_Set problem_. Tally how many lines in the data below contain the string "street", treating uppercase and lowercase as different. Reply with the number alone.

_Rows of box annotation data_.
* * * * * * * * *
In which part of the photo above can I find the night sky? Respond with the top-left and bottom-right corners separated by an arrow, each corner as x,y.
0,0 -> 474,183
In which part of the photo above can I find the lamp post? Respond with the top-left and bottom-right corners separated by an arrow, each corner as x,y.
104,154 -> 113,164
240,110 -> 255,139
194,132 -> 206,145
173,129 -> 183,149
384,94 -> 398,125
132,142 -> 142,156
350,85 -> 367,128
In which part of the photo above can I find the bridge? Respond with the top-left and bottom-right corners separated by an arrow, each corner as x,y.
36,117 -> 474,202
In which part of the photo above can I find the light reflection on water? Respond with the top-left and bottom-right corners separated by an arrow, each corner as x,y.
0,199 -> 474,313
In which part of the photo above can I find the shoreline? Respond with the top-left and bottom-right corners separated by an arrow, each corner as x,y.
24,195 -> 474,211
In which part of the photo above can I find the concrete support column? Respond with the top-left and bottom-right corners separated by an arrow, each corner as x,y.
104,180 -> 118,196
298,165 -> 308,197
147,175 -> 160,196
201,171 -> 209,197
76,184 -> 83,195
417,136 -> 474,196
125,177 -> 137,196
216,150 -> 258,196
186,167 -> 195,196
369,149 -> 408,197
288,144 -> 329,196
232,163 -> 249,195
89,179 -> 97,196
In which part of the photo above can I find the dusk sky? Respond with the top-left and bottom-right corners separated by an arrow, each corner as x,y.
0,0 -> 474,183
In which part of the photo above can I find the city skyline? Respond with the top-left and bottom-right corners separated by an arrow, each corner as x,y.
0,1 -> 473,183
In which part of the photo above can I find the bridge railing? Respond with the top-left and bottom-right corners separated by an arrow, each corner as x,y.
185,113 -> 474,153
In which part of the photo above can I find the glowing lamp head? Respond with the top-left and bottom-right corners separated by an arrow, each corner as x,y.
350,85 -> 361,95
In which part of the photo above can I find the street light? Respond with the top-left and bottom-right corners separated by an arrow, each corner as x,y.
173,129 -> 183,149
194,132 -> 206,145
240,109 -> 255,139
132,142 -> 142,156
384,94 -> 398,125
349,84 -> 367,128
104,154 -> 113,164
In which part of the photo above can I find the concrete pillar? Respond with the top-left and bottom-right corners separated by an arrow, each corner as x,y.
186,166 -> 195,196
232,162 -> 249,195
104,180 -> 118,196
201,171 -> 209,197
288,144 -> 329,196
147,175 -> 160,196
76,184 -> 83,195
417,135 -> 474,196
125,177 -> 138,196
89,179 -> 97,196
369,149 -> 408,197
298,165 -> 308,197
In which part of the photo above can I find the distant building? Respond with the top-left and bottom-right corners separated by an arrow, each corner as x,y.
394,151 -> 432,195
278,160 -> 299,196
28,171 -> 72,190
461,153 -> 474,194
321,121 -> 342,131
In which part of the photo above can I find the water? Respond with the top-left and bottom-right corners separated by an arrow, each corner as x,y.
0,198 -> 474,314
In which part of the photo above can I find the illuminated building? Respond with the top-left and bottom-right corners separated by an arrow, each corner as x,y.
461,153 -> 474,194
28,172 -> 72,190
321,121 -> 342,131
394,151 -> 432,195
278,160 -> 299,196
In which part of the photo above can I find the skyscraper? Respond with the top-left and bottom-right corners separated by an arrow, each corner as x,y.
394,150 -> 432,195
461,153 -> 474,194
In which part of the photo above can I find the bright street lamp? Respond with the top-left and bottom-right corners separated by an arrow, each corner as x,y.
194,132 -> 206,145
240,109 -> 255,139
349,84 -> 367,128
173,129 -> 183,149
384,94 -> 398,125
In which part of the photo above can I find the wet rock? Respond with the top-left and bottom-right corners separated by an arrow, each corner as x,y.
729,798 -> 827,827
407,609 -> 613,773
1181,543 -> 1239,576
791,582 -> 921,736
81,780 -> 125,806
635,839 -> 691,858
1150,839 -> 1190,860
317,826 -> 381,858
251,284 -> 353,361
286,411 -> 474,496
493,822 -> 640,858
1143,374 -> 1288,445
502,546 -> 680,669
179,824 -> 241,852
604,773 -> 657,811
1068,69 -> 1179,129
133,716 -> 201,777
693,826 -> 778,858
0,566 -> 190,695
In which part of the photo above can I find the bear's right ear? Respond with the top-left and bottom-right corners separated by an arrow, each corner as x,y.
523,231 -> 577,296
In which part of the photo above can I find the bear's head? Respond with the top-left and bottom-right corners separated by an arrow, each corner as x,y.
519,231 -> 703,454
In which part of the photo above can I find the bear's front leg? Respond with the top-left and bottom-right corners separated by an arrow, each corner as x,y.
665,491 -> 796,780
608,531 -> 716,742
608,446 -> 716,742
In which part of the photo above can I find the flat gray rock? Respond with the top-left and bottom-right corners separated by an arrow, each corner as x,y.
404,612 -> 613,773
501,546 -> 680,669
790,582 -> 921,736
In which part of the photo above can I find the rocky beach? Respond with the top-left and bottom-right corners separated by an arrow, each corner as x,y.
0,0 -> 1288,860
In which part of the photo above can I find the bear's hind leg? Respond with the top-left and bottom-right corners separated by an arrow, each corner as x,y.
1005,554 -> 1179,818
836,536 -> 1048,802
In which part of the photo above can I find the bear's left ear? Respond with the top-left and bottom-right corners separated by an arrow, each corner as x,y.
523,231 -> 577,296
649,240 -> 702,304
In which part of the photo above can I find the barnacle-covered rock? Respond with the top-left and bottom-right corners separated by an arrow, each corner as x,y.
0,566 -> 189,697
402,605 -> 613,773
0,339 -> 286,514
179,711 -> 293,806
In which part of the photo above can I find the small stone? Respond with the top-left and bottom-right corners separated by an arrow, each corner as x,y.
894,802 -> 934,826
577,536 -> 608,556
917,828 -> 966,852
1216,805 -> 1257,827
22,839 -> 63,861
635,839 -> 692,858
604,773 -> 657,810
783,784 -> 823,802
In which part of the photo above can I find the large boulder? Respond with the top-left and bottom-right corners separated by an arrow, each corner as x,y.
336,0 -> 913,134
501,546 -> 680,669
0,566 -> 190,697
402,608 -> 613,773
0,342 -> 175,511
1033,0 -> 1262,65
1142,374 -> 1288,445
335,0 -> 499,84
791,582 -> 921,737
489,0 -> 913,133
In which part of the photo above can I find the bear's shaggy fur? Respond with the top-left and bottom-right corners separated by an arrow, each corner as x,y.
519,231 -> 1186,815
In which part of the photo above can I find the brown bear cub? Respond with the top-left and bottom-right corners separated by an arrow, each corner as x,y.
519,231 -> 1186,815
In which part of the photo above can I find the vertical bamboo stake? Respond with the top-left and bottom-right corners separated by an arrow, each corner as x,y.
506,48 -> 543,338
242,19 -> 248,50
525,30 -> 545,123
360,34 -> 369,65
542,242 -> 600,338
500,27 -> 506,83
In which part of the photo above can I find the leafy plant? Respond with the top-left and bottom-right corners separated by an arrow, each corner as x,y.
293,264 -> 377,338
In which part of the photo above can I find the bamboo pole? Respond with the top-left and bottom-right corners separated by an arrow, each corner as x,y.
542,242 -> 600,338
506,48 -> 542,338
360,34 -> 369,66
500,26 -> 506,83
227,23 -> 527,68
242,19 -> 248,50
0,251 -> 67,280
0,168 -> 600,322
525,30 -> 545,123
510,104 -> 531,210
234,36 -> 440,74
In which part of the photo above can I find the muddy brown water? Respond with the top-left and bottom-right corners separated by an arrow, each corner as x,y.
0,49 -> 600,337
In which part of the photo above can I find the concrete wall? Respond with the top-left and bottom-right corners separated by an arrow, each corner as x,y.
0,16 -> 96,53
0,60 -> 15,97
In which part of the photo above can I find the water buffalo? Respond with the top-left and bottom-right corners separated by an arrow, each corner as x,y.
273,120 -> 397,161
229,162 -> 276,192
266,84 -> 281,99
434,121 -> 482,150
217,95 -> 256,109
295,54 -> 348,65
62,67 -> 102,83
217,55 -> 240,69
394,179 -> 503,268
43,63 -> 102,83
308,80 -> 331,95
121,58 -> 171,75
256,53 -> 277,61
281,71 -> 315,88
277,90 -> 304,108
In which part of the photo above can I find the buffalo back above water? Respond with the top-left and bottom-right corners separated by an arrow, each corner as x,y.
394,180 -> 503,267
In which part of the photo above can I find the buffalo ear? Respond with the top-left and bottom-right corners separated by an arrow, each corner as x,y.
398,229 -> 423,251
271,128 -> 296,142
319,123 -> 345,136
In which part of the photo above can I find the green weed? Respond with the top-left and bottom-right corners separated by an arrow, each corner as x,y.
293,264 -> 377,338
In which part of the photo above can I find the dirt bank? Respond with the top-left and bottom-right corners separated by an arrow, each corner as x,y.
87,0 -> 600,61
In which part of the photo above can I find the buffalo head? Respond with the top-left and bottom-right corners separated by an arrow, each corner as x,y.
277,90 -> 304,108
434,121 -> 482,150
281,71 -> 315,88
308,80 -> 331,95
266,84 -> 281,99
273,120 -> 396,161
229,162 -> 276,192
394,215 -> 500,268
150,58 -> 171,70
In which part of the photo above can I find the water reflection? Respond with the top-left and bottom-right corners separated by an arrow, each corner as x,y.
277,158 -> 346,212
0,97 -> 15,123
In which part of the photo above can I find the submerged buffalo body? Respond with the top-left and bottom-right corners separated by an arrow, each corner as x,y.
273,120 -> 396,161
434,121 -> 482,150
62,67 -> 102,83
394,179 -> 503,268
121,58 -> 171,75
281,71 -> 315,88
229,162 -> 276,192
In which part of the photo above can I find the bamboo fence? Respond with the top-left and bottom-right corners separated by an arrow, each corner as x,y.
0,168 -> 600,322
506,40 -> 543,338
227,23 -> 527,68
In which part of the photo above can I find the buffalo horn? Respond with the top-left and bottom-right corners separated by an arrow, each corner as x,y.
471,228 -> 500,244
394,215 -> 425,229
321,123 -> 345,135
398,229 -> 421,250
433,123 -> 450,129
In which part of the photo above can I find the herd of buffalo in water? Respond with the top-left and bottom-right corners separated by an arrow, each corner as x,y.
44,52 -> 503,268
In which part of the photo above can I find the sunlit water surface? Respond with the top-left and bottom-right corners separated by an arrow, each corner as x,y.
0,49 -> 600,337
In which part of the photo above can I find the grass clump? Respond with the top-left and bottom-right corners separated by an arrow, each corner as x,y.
* * * * * * * * *
_Solution below_. 2